▶ [STATED EXERCISE A]: Print the notes on full-text search for the awesomebar word for word.

▶ [TEXT BLOCK]:
A good first target feature is the awesomebar. It is highly visible, and since it makes extensive use of text searches, it stands to benefit from this work.
(Note that full text search does not mean that we store the entire text of pages. We will use it to store page titles, URLs, tags, etc., as we already do now, only lookup will be fast.)
- Champion, lead: adw
STALLED, GOING DOWN, PEOPLE SCREAMING
After a few weeks of exploration, it's not clear as I had hoped it would be that FTS can provide faster awesomebar searches on the desktop. The awesomebar's default SQL query (one of several it performs) makes good use of indexes, and while I don't fully understand why, its execution seems to take constant time independent of data set size. Prefix searches with FTS are slow; to mitigate, I investigated partitioning the FTS table into many tables, each containing no more than 1000 rows. Individual table lookups were fast with this scheme, but the overhead of searching dozens of tables conspired to make the aggregate query slower than the awesomebar's default query. Perhaps there is a way to game this tradeoff between partitioning and overhead that more tinkering would reveal.
There may be other areas of Firefox where FTS can help -- search terms in the Places query API, for example.
On hold for now.
Week of 2010/03/15
- Progress in hooking up the awesomebar to FTS for the purpose of performance testing.
- Exact matches are quite fast, i.e., matching whole words. Finding the records in a places database with 34000 history entries that match a whole word is on the order of 10 ms. Noticably faster than the current awesomebar.

[Stored entries]

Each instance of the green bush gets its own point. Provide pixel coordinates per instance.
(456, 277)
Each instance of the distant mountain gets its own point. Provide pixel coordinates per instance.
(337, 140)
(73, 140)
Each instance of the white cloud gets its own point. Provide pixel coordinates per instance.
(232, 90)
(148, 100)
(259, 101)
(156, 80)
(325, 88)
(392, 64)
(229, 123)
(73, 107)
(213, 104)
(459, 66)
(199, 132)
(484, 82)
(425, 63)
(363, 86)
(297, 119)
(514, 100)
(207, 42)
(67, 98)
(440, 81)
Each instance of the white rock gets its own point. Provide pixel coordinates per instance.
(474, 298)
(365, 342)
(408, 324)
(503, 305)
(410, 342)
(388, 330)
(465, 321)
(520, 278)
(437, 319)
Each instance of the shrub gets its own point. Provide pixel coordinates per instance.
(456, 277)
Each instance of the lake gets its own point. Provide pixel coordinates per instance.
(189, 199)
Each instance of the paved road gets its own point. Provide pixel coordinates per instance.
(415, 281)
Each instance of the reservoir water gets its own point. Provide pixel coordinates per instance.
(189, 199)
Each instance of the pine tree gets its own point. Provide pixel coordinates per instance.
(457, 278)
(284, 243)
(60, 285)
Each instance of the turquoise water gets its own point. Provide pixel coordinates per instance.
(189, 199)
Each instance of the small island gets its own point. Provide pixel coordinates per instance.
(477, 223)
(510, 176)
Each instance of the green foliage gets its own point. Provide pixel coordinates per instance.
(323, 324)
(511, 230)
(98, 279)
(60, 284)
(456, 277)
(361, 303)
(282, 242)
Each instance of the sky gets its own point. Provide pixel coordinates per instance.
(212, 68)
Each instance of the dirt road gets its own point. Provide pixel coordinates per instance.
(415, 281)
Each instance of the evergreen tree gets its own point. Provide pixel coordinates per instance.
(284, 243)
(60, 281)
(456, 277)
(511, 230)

▶ [STATED EXERCISE B]: Reproduce the stretch of rows from the line containing "Each instance of the green foliage" through the end of the rows, swapping "pixel coordinates" for "image coordinates" and leaving everything else unchanged.

▶ [REPLY A]:
A good first target feature is the awesomebar. It is highly visible, and since it makes extensive use of text searches, it stands to benefit from this work.
(Note that full text search does not mean that we store the entire text of pages. We will use it to store page titles, URLs, tags, etc., as we already do now, only lookup will be fast.)
- Champion, lead: adw
STALLED, GOING DOWN, PEOPLE SCREAMING
After a few weeks of exploration, it's not clear as I had hoped it would be that FTS can provide faster awesomebar searches on the desktop. The awesomebar's default SQL query (one of several it performs) makes good use of indexes, and while I don't fully understand why, its execution seems to take constant time independent of data set size. Prefix searches with FTS are slow; to mitigate, I investigated partitioning the FTS table into many tables, each containing no more than 1000 rows. Individual table lookups were fast with this scheme, but the overhead of searching dozens of tables conspired to make the aggregate query slower than the awesomebar's default query. Perhaps there is a way to game this tradeoff between partitioning and overhead that more tinkering would reveal.
There may be other areas of Firefox where FTS can help -- search terms in the Places query API, for example.
On hold for now.
Week of 2010/03/15
- Progress in hooking up the awesomebar to FTS for the purpose of performance testing.
- Exact matches are quite fast, i.e., matching whole words. Finding the records in a places database with 34000 history entries that match a whole word is on the order of 10 ms. Noticably faster than the current awesomebar.

▶ [REPLY B]:
Each instance of the green foliage gets its own point. Provide image coordinates per instance.
(323, 324)
(511, 230)
(98, 279)
(60, 284)
(456, 277)
(361, 303)
(282, 242)
Each instance of the sky gets its own point. Provide image coordinates per instance.
(212, 68)
Each instance of the dirt road gets its own point. Provide image coordinates per instance.
(415, 281)
Each instance of the evergreen tree gets its own point. Provide image coordinates per instance.
(284, 243)
(60, 281)
(456, 277)
(511, 230)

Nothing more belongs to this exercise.